_Instruction:_ Reproduce verbatim the part of the items below that begins with the line containing "Locate every instance of the white lane" and continues through the end of the items.

_Record list:_
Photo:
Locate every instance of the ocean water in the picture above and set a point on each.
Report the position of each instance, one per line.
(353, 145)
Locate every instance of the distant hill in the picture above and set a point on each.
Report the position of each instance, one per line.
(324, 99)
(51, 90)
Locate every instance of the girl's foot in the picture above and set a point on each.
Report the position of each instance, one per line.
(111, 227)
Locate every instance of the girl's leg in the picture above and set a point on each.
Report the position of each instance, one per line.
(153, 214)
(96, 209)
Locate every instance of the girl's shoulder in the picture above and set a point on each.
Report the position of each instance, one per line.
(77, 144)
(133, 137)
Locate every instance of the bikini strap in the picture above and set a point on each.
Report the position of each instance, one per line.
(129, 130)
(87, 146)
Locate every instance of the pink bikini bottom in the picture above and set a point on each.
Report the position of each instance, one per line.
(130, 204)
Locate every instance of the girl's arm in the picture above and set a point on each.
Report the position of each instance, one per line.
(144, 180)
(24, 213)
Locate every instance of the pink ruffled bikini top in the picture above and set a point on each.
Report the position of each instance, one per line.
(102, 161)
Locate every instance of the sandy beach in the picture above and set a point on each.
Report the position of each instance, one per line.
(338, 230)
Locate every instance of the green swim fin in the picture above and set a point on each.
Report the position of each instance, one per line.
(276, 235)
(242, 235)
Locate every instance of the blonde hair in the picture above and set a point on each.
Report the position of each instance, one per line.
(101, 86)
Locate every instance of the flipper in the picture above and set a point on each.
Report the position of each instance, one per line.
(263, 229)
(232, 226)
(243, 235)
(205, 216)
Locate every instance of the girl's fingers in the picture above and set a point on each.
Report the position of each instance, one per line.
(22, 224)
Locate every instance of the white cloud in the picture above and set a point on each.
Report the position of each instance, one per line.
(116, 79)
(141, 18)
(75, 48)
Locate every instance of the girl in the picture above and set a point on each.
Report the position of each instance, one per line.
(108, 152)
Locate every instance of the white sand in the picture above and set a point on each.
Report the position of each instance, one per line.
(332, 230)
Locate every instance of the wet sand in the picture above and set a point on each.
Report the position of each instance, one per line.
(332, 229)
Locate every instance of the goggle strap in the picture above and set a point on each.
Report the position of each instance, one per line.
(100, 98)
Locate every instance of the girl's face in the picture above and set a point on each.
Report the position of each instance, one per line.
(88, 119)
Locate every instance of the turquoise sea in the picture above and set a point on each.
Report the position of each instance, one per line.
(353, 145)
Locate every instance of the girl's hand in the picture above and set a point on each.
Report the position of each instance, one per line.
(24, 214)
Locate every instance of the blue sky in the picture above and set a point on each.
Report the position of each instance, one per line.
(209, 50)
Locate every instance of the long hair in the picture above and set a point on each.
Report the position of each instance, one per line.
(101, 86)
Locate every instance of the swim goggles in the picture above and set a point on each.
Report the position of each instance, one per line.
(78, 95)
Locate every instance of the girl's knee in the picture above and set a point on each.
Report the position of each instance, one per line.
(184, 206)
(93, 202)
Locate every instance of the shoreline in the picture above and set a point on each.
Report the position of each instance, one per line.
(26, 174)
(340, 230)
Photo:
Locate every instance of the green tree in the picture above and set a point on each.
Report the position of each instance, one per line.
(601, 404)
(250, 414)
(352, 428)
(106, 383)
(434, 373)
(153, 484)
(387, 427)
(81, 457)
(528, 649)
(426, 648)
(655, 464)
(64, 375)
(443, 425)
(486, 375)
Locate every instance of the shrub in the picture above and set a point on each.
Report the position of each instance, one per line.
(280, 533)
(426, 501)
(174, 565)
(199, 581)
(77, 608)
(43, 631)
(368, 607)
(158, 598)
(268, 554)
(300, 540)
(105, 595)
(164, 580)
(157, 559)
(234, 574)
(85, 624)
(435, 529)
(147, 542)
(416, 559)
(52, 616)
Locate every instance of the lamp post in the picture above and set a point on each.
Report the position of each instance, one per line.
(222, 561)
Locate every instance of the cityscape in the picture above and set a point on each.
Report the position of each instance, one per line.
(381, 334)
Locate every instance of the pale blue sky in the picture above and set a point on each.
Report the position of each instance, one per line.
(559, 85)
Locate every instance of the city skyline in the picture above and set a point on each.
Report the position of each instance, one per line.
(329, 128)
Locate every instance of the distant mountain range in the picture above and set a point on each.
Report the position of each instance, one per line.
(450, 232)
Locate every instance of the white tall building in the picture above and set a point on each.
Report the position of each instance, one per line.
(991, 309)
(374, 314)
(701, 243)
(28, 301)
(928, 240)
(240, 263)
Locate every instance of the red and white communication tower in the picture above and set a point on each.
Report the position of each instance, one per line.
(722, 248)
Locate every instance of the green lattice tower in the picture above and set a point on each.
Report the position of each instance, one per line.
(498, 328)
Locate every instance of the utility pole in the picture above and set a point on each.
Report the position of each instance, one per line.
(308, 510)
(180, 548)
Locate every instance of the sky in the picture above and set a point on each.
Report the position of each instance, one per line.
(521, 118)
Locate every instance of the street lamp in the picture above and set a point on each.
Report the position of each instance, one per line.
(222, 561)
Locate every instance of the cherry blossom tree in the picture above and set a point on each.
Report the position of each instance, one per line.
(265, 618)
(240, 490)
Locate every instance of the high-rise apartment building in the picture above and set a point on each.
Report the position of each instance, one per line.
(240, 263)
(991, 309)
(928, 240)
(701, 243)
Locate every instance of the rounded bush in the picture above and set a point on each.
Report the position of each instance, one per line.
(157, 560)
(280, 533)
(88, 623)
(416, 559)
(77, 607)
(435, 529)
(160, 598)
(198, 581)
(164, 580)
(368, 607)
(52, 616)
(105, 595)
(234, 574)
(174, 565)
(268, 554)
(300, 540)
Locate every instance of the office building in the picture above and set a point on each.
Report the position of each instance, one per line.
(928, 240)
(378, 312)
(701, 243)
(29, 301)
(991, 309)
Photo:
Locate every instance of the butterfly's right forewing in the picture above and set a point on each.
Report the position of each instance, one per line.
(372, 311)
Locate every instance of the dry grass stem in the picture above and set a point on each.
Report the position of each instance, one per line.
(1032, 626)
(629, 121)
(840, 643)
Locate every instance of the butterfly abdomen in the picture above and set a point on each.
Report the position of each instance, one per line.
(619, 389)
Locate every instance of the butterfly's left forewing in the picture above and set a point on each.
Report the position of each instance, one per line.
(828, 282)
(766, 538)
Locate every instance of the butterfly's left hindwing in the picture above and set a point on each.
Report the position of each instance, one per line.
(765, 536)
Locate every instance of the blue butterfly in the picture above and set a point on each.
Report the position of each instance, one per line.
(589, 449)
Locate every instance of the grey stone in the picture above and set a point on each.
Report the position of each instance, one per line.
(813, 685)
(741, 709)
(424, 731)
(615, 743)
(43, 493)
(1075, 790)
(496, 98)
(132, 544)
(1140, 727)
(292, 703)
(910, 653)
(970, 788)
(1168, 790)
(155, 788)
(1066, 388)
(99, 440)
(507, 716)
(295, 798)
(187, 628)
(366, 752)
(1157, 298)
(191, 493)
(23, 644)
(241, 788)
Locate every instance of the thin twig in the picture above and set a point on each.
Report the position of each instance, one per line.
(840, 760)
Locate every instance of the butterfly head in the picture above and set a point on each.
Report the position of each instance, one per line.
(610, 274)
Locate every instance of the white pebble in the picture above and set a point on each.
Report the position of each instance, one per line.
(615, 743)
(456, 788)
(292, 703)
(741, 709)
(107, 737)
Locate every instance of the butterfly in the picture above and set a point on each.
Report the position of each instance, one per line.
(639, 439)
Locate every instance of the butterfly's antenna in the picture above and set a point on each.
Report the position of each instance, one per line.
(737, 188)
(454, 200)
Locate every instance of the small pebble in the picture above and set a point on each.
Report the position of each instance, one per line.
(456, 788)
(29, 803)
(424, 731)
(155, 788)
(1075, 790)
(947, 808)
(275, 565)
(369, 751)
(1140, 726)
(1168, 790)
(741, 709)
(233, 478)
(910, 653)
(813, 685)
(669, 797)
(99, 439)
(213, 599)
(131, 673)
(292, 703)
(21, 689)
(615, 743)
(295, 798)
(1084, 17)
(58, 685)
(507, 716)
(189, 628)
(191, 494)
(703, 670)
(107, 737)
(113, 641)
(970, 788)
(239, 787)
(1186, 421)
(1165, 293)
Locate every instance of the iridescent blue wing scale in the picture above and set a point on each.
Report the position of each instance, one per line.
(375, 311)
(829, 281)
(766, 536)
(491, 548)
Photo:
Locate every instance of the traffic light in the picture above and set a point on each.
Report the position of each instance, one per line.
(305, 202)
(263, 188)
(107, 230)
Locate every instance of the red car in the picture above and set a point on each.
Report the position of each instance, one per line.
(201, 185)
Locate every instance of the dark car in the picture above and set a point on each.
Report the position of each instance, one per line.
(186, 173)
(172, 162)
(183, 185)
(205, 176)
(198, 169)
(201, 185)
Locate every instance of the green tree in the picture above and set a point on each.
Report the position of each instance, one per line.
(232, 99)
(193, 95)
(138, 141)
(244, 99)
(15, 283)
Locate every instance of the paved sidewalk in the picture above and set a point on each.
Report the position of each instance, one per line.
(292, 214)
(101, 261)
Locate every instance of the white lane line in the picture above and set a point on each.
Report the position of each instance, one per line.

_Exercise solution:_
Locate every instance of the white lane line in the picture above and set a point on each.
Report the position of each instance, one per line.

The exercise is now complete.